PROMPT — Your task is to transcribe the data in full.

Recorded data
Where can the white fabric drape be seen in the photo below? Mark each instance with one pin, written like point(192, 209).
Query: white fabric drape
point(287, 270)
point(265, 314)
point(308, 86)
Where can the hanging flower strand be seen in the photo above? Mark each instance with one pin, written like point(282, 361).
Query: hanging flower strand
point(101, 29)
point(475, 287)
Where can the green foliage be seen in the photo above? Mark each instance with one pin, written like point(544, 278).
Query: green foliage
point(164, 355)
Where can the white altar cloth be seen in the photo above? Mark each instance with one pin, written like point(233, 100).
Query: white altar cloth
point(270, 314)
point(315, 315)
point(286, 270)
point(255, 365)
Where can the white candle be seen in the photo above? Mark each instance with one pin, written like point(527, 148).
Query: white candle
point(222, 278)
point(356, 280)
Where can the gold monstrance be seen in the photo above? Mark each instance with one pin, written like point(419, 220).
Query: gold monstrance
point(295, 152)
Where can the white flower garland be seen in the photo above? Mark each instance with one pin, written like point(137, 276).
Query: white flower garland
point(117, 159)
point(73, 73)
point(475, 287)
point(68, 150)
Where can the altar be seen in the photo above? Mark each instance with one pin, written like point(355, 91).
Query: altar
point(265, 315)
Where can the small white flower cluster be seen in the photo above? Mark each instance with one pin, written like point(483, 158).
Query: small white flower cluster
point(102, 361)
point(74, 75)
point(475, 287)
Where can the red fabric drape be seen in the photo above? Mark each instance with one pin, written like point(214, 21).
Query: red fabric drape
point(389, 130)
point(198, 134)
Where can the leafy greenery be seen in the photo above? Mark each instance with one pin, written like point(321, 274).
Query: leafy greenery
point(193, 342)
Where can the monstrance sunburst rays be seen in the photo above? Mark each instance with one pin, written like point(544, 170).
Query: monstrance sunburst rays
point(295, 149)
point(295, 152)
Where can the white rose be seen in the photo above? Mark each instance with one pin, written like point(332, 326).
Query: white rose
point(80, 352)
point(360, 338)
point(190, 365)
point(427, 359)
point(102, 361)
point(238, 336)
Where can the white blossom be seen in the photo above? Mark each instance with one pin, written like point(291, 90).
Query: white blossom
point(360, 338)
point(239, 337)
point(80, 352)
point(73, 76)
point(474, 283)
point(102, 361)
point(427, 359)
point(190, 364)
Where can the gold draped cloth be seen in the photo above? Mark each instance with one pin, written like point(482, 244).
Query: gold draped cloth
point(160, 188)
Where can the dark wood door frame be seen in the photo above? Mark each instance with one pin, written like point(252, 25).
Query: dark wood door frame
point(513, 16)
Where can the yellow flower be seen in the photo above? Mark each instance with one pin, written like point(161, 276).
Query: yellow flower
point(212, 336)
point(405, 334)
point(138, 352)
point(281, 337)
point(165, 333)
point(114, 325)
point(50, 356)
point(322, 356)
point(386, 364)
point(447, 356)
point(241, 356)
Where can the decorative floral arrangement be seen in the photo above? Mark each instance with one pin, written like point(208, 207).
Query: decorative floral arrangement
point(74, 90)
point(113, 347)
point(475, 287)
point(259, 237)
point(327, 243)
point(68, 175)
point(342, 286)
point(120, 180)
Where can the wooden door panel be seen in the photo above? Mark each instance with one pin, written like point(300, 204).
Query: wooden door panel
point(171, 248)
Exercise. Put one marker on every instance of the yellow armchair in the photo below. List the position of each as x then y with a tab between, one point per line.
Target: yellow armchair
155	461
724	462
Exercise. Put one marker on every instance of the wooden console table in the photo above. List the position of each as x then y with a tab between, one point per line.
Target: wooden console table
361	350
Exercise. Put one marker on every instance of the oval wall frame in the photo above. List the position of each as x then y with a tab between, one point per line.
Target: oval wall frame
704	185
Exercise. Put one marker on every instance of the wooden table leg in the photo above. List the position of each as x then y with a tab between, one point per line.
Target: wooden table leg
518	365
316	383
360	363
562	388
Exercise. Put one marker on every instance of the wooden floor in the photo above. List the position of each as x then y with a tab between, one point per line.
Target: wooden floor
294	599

ANSWER TO THE TASK —
Where can the white fabric drape be seen in the photo below? Mark each instance with one pin, written like point(192, 209).
Query: white fabric drape
point(287, 270)
point(265, 314)
point(308, 86)
Where can the hanging flower strand be seen in the photo above? Mark each instance with one pin, written like point(282, 361).
Query: hanging flower strand
point(101, 29)
point(475, 287)
Where can the green foliage be seen in the photo above? Mark each instance with one pin, written like point(544, 278).
Query: green foliage
point(164, 355)
Where can the white altar cloth be seen in the photo above? Mark each instance with one pin, written like point(233, 100).
Query: white altar cloth
point(270, 314)
point(315, 315)
point(286, 270)
point(255, 365)
Where can the white candle be seen in the photo above? Mark each instance with one pin, written like point(527, 148).
Query: white candle
point(222, 278)
point(356, 280)
Where can the gold monstrance be seen in the photo above? Mark each instance with one pin, written like point(419, 220).
Query: gold monstrance
point(295, 152)
Where can the white flower garland be seen in the photo above? Mark each instance with one pin, written like point(137, 276).
Query: white flower garland
point(117, 159)
point(73, 73)
point(475, 287)
point(68, 150)
Where can the altar be seen in the photo above? Mark each instance with one pin, written like point(355, 91).
Query: altar
point(265, 315)
Where can the small white flower cluster be seen in the photo above? Mark each instance with one pin, written like point(483, 158).
Query: small white flower cluster
point(102, 361)
point(74, 75)
point(475, 287)
Where can the red fabric drape be seen in the photo above? Mark each instance with one pin, written like point(214, 21).
Query: red fabric drape
point(389, 130)
point(198, 134)
Where can the leafy greenery be seen in the photo above? Mark each instance with one pin, written like point(321, 274).
Query: leafy greenery
point(193, 342)
Where can the monstrance sunburst rays be seen in the photo above? Mark each instance with one pin, written like point(544, 170).
Query: monstrance sunburst rays
point(295, 149)
point(295, 152)
Where can the white rose be seen in the photo above? Mark each instance with one pin, written like point(332, 326).
Query: white rose
point(80, 352)
point(360, 338)
point(190, 365)
point(427, 359)
point(102, 361)
point(238, 336)
Where can the white blossom be seen in the photo above? Mark each instance with one pin, written like point(291, 90).
Query: white blossom
point(360, 338)
point(239, 337)
point(80, 352)
point(73, 76)
point(474, 283)
point(102, 361)
point(427, 359)
point(190, 364)
Where can the gold draped cloth be seen in the photo above? Mark each instance with one pin, written like point(482, 244).
Query: gold draped cloth
point(160, 188)
Where can the dark wood door frame be seen in the photo above? Mark each instance with one pin, written like point(252, 25).
Query: dark wood door frame
point(513, 16)
Where can the yellow flower be seen in the photo above? Mark each instance with one pin, written like point(161, 276).
Query: yellow flower
point(212, 336)
point(405, 334)
point(138, 352)
point(281, 337)
point(165, 333)
point(114, 325)
point(50, 356)
point(322, 356)
point(386, 364)
point(447, 356)
point(241, 356)
Where can the decorative floral arrangement be seen in the photo above? Mark each instance with one pin, written like point(208, 207).
Query: decorative floral arrangement
point(74, 90)
point(113, 347)
point(475, 287)
point(259, 237)
point(327, 243)
point(68, 175)
point(342, 286)
point(120, 180)
Where can the wooden door panel be seen in the photo above? Mark each instance with one pin, written like point(300, 204).
Query: wooden door panel
point(171, 248)
Exercise. Put one marker on every instance of the yellow armchair in the photo below. List the position of each as x then y with a tab between, one point per line.
Target: yellow armchair
155	461
724	462
Exercise. Put one marker on every instance of the wooden console table in the photo above. List the position of each as x then y with a tab between, one point per line.
Target: wooden console table
361	350
Exercise. Put one marker on every instance of the oval wall frame in the photo above. List the position of each as x then y with a tab between, one point per line.
Target: oval wall frame
704	185
Exercise. Put one marker on every instance of the wooden table leg in the photo above. List the position of each as x then y with a tab between, one point per line.
Target: wooden table leg
518	365
316	383
360	363
562	388
Exercise. Put one marker on every instance of the wooden floor in the photo above. List the position of each as x then y with a tab between, one point per line.
Target: wooden floor
294	599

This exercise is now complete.